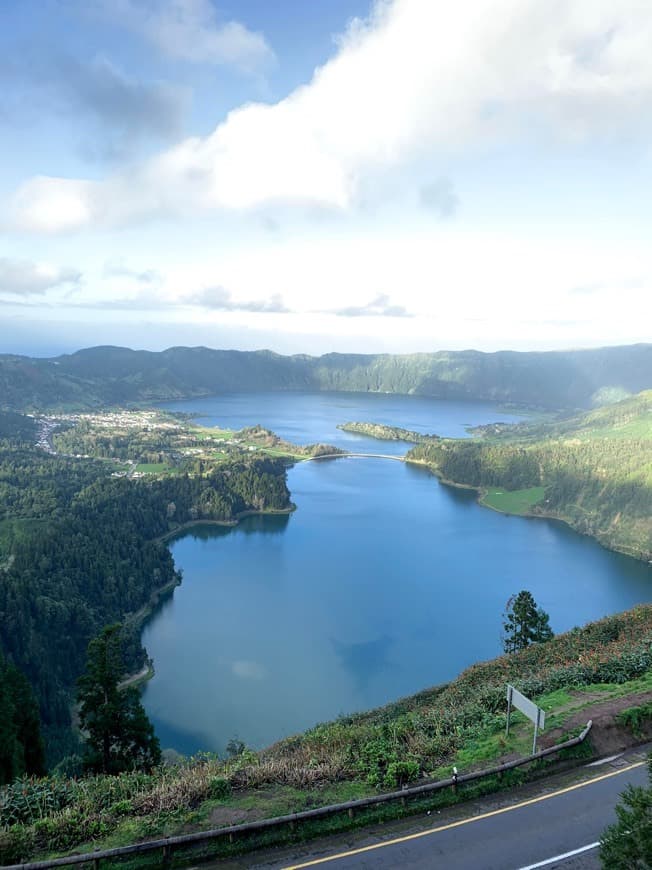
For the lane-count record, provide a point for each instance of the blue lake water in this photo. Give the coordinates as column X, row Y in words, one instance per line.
column 381, row 583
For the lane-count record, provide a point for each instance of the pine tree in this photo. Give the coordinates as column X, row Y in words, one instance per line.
column 120, row 736
column 21, row 744
column 524, row 622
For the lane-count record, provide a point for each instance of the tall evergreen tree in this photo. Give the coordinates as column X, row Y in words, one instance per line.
column 21, row 745
column 524, row 622
column 120, row 736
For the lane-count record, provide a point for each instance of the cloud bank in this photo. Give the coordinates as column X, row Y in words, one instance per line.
column 190, row 30
column 417, row 79
column 25, row 278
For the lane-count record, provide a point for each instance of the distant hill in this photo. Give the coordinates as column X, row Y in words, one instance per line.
column 594, row 470
column 114, row 375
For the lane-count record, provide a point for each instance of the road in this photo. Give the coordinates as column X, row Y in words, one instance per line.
column 559, row 827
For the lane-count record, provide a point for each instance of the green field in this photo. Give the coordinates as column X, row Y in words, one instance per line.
column 519, row 501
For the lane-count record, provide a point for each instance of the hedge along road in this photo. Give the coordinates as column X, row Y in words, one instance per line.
column 560, row 828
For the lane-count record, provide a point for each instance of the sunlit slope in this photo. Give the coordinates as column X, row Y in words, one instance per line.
column 112, row 375
column 595, row 470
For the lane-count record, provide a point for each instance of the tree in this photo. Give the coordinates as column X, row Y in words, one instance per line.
column 524, row 622
column 21, row 744
column 628, row 842
column 120, row 736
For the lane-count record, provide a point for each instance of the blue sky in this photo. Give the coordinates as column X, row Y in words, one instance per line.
column 401, row 175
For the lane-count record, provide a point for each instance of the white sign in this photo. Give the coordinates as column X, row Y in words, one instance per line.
column 535, row 714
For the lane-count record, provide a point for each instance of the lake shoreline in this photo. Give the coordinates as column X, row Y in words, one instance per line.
column 482, row 491
column 139, row 619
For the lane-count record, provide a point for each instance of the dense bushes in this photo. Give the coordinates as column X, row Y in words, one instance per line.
column 383, row 748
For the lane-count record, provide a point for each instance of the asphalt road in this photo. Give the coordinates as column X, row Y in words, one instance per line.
column 537, row 831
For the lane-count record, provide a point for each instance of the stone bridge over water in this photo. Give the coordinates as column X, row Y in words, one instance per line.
column 356, row 456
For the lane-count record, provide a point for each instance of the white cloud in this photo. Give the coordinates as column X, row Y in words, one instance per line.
column 190, row 30
column 25, row 278
column 248, row 670
column 418, row 78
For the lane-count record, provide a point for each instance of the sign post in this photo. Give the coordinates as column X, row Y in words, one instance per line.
column 529, row 708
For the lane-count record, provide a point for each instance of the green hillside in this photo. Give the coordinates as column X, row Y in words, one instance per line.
column 112, row 376
column 571, row 677
column 593, row 470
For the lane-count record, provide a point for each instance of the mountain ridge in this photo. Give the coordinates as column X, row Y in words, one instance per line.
column 109, row 375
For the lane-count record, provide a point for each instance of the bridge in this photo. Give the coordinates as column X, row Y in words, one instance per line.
column 356, row 456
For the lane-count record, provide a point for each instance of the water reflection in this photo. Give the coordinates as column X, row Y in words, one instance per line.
column 364, row 661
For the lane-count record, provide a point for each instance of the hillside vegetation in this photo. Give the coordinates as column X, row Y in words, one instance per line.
column 462, row 723
column 109, row 376
column 594, row 471
column 81, row 547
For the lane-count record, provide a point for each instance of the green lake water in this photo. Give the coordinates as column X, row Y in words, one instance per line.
column 381, row 583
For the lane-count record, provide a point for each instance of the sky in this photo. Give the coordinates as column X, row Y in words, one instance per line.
column 331, row 175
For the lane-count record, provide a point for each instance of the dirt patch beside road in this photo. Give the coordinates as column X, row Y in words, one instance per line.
column 607, row 736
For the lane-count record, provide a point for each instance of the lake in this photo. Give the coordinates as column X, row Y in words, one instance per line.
column 381, row 583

***

Omit the pictures and output all of the other material exactly.

For the lane-count record, provide a point for each instance of the blue lake water in this photo. Give the coordinates as column X, row Y in words, one instance per line.
column 381, row 583
For the lane-count record, provide a point for each instance of the pine tree in this photo. Give the coordinates as column X, row Y in words, one instance per line.
column 120, row 736
column 21, row 744
column 524, row 622
For the lane-count record, provide a point for each instance of the tall evergreen tree in this photo. Give the coordinates as column X, row Y in words, one instance per line.
column 21, row 745
column 524, row 622
column 120, row 736
For the lane-count record, provide a point for each instance of the cloud bank in this photo. Give the coordinates as column X, row Y in words, one instance per line.
column 190, row 30
column 417, row 79
column 25, row 278
For the lane-count record, provide a point for each instance of the distant hill in this photo. Give the coordinates as column X, row Y in words, one instance per line.
column 594, row 470
column 114, row 375
For the lane-count record, provide a point for each instance of the road in this photo. Give the coordinates as column X, row Y in words, one instance per line.
column 559, row 827
For the lane-count record, provide a point for each instance of the green field in this photo. Give the coordinates as column X, row Y in words, one instance per line.
column 519, row 501
For the lane-count record, provide a point for each instance of the hedge along road in this photo. Give the coordinates as column X, row Y in words, one instance per line.
column 560, row 828
For the lane-count record, provide a point for each instance of the sunlit slope in this photo. Give the coordinates as column X, row Y in words, one instance per line.
column 112, row 375
column 595, row 470
For the lane-count record, provide a point for each instance of the tree in this photo. Give the coordinates as column X, row Y in words, one instance per line.
column 524, row 622
column 21, row 744
column 628, row 842
column 120, row 736
For the lane-count record, provide a point for each instance of the blue sky in this photo. Give the coordinates as column X, row Y in words, one instance per line.
column 401, row 175
For the lane-count record, provide a point for each instance of the white sign in this photo. Give the coordinates as column X, row Y in words, one instance per line.
column 535, row 714
For the lane-count record, provide a point for each instance of the lake shoreline in this photo. Give the coordinates as column X, row Y in words, one instance per line.
column 482, row 491
column 139, row 619
For the lane-count record, provide a point for each instance of the dense bushes in this photo. Give the coordinates as column X, row Y in words, one instance per line.
column 383, row 748
For the lane-count record, provide a point for each instance of the asphalt road in this photo. Give the coordinates as column X, row Y in words, one instance per line.
column 537, row 831
For the lane-count record, provide a point for each instance of the stone bridge over water in this photo. Give the coordinates as column X, row Y in words, one instance per line.
column 356, row 456
For the lane-count record, provide a point for each instance of the white cloud in this photo. Give the coordinates as column X, row Y in words, one instance per line.
column 190, row 30
column 25, row 278
column 248, row 670
column 418, row 78
For the lane-count record, provide a point for each instance of the sign post in this photo. Give the coordinates as column X, row Y in words, one instance per line.
column 529, row 708
For the lane-count record, provide a point for each instance of the green hillside in this photo. Give the coordinates as column X, row Y in words, one instance per line.
column 112, row 376
column 571, row 677
column 593, row 470
For the lane-count record, provide a point for each instance of the mountain ridge in this photo. Give the coordinates as column X, row Y in words, one instance per line.
column 109, row 375
For the lane-count record, provide a point for each instance of the bridge in this photo. Give the coordinates as column X, row Y in words, one instance per line.
column 356, row 456
For the lane-count record, provide a point for each instance of the water reflection in this photo. Give the coordinates as column X, row Y in words, one instance per line.
column 364, row 661
For the lane-count record, provide a point for each instance of the hillside vegetation in this photo. Give the coordinates as column X, row Y in words, one instance per line.
column 462, row 723
column 109, row 376
column 594, row 471
column 81, row 547
For the lane-count record, provide a point for each instance of the green lake water in this photo. Give the coordinates as column X, row Y in words, one instance per line.
column 381, row 583
For the lane-count record, provide a point for each instance of the sky in this photo. Give the coordinates as column X, row Y in words, one instance per line.
column 331, row 175
For the lane-count record, provide a point for each instance of the dirt patch beside road in this photo. Give the coordinates as column X, row Y in words, one instance per line.
column 607, row 736
For the lane-count record, provide a point for each instance of the lake in this photo. Give the coordinates as column X, row Y in words, one instance per line.
column 381, row 583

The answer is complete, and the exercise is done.